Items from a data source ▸
──────
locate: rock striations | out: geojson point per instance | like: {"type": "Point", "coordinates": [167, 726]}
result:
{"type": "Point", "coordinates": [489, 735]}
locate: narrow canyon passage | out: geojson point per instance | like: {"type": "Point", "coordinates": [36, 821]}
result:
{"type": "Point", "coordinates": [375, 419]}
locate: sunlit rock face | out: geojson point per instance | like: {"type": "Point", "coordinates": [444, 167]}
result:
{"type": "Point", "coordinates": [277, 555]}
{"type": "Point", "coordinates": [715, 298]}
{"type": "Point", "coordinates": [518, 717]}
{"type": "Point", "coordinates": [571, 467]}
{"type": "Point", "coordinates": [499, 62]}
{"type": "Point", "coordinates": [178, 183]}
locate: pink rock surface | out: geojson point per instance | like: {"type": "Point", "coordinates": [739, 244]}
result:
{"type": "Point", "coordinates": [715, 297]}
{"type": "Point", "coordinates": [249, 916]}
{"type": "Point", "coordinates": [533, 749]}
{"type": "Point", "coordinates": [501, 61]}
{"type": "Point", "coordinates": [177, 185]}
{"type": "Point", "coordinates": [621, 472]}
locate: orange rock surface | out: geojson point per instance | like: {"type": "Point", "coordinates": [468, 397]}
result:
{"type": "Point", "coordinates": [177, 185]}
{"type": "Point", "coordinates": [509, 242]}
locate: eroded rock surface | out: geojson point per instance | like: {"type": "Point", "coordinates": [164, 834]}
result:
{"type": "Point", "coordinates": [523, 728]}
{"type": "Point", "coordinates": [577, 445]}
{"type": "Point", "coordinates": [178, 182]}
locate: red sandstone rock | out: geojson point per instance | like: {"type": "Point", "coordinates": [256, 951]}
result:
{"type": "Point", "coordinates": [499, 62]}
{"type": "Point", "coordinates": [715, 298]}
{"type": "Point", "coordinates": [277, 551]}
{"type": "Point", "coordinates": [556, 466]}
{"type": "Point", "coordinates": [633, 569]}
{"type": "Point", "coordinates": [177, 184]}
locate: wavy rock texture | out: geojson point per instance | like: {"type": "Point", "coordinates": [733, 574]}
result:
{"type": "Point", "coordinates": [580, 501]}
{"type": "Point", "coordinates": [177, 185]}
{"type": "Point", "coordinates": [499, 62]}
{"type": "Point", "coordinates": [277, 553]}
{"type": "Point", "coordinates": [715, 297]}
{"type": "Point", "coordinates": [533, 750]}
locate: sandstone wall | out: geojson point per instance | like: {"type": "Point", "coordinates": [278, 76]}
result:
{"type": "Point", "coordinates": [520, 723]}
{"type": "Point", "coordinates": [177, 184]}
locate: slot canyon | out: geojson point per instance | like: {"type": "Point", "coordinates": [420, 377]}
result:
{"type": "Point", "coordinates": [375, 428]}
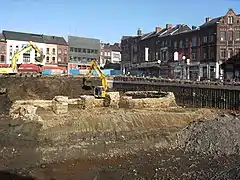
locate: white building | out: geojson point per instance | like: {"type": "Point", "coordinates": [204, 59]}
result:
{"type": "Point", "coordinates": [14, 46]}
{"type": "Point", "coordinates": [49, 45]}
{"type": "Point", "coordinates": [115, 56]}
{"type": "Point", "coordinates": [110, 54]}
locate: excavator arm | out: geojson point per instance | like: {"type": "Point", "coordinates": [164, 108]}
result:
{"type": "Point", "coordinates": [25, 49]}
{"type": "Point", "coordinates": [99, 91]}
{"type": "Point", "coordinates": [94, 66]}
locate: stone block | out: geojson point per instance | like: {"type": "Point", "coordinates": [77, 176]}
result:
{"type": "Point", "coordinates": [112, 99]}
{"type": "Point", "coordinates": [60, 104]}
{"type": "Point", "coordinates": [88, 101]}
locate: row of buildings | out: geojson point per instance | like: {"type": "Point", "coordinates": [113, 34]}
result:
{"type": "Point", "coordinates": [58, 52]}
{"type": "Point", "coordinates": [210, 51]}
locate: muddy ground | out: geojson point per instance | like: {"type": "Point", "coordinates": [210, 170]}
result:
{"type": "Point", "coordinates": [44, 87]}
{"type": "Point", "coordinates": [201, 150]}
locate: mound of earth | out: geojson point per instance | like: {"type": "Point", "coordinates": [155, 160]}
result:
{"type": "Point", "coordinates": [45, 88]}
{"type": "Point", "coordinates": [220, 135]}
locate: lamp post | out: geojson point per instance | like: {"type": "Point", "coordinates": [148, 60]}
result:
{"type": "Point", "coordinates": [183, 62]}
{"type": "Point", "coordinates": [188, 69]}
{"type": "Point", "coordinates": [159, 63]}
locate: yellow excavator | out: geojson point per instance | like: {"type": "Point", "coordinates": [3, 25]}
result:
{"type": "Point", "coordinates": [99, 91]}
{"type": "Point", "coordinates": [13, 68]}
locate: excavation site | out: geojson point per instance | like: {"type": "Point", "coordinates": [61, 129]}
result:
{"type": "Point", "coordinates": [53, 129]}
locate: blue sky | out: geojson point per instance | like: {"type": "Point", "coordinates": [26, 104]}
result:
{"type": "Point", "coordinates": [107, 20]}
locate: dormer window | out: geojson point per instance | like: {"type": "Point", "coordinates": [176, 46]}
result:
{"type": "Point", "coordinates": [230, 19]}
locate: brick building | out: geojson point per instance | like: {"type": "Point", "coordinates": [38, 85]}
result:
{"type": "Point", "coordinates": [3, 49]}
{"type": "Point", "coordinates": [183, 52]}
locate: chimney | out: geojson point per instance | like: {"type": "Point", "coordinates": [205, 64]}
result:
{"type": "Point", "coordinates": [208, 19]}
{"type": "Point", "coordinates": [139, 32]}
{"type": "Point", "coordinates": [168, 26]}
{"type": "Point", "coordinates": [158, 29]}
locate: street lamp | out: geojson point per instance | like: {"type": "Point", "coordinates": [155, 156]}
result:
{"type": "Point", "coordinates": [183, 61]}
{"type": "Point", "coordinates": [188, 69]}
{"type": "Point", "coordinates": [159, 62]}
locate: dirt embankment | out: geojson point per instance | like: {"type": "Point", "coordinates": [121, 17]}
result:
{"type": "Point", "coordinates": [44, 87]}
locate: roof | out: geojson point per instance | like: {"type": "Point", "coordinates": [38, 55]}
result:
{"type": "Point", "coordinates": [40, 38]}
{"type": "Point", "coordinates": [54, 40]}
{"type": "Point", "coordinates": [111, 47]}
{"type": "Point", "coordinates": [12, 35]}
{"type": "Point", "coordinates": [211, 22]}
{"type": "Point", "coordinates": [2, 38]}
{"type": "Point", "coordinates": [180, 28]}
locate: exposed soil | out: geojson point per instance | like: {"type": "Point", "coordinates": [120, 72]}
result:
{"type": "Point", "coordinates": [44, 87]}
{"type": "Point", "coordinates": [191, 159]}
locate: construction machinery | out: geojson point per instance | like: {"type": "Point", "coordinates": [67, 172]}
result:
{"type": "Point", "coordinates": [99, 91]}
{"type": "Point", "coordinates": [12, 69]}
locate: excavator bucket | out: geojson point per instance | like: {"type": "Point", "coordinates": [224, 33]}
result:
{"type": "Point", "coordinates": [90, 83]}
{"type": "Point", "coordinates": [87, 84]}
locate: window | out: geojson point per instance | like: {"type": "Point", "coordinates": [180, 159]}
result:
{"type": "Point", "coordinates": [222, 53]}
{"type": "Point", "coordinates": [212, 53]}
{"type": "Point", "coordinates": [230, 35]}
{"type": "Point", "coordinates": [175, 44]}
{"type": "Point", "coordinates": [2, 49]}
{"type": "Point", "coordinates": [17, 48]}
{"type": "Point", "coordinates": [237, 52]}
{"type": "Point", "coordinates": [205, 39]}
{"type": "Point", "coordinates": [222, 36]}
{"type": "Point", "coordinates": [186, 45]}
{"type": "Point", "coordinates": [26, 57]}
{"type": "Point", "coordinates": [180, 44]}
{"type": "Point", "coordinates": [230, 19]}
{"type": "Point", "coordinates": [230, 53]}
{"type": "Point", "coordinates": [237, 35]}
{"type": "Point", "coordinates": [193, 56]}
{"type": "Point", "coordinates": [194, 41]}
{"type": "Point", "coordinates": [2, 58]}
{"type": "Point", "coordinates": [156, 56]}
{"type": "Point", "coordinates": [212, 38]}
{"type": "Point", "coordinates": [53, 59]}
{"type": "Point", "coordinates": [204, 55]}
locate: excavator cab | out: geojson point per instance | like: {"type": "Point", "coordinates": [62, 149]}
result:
──────
STATED GOAL ▸ Copy out these lines word for word, starting at the line containing "locate: excavator cab" and ending at the last line of the data.

EXERCISE RESPONSE ▸
locate: excavator cab | out: geojson point per instance | like: {"type": "Point", "coordinates": [62, 149]}
result:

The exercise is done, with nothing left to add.